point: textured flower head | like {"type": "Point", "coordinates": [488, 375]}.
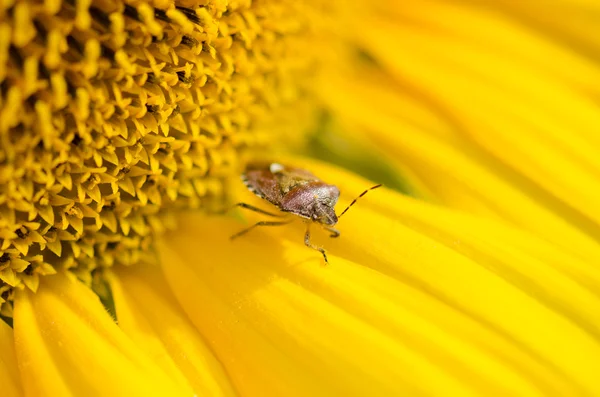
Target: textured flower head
{"type": "Point", "coordinates": [111, 112]}
{"type": "Point", "coordinates": [120, 119]}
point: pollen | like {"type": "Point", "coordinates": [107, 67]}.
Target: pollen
^^^^^^^^^^^^^^^^
» **Your instructions**
Scale the records by repeating every line, requests included, with each coordinate in the answers multiplied by 1.25 and rounded to the nearest whole number, halves rounded up. Keep the numbers in the requests and their format samples unchanged, and leave the pictures out.

» **Result**
point: textured flower head | like {"type": "Point", "coordinates": [488, 375]}.
Target: textured flower head
{"type": "Point", "coordinates": [139, 140]}
{"type": "Point", "coordinates": [150, 149]}
point: pollen | like {"type": "Point", "coordinates": [107, 67]}.
Target: pollen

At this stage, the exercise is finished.